> Exercise text

Notice that when they talk about detectors in the field of microtechnology, the THz band appears.

...with similar absorption efficiency. Everyday experience teaches us that the efficiency of light energy harvesting is proportional to the absorber area. The solar panel "fields" that dot many deserts are a clear indication of this. Can an object absorb radiation from an area larger than itself? It turns out yes, and graphene makes it possible. It's possible when the frequency of light is in resonance with the movement of electrons in the absorber. In this case, the absorption area of the radiation is on the order of the square of the wavelength of the light, although the absorber itself can be extremely small. 

And pay attention. 

In order to receive electromagnetic waves —from radio frequencies to the ultraviolet range— with the lowest possible losses, resonant absorption phenomena are used. Two classes of resonances are particularly promising for these applications: the first and most fundamental is called the cyclotron resonance and occurs when the frequency of the incoming electromagnetic wave matches the frequency at which the electron spins in a circular path in an applied magnetic field. The second resonance results from the synchronous movement of electrons and the EMF from one sample boundary to the other and is called plasmon resonance. 

Surely, this is where the subject of plasmonic antennas comes from. 

Both resonances have been successfully investigated experimentally in different systems. However, the observed effect of absorption enhancement has been comparatively small in most of the semiconductors studied so far. Until graphene entered into scene. Here they talk about the concept of resonance so that graphene absorbs as much energy as possible. A substance that can also be found layered in conventional pencil leads. 

We're talking about graphene.

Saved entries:
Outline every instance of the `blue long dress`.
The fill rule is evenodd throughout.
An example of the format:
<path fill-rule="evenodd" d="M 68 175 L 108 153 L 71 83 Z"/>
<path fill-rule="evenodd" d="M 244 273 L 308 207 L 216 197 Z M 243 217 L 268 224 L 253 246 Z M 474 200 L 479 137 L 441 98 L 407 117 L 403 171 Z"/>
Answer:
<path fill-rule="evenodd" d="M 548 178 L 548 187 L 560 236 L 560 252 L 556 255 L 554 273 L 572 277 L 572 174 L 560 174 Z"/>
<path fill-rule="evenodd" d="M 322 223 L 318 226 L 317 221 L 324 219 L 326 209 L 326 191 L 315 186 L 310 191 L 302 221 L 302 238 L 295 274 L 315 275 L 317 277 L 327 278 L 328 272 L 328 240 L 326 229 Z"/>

> Task 1
Answer these from the text on graphene absorption:
(a) What do the solar panel "fields" in many deserts indicate?
(b) What is the resonance called that occurs when the frequency of the incoming wave matches the frequency of an electron spinning in a circular path in an applied magnetic field?
(c) In what everyday item can the substance be found layered?
> Task 2
Please repeat the text on graphene absorption word for word, from "In order to" to "antennas comes from.".

> Written answer 1
(a) That the efficiency of light energy harvesting is proportional to the absorber area.
(b) The cyclotron resonance.
(c) Conventional pencil leads.

> Written answer 2
In order to receive electromagnetic waves —from radio frequencies to the ultraviolet range— with the lowest possible losses, resonant absorption phenomena are used. Two classes of resonances are particularly promising for these applications: the first and most fundamental is called the cyclotron resonance and occurs when the frequency of the incoming electromagnetic wave matches the frequency at which the electron spins in a circular path in an applied magnetic field. The second resonance results from the synchronous movement of electrons and the EMF from one sample boundary to the other and is called plasmon resonance. 

Surely, this is where the subject of plasmonic antennas comes from.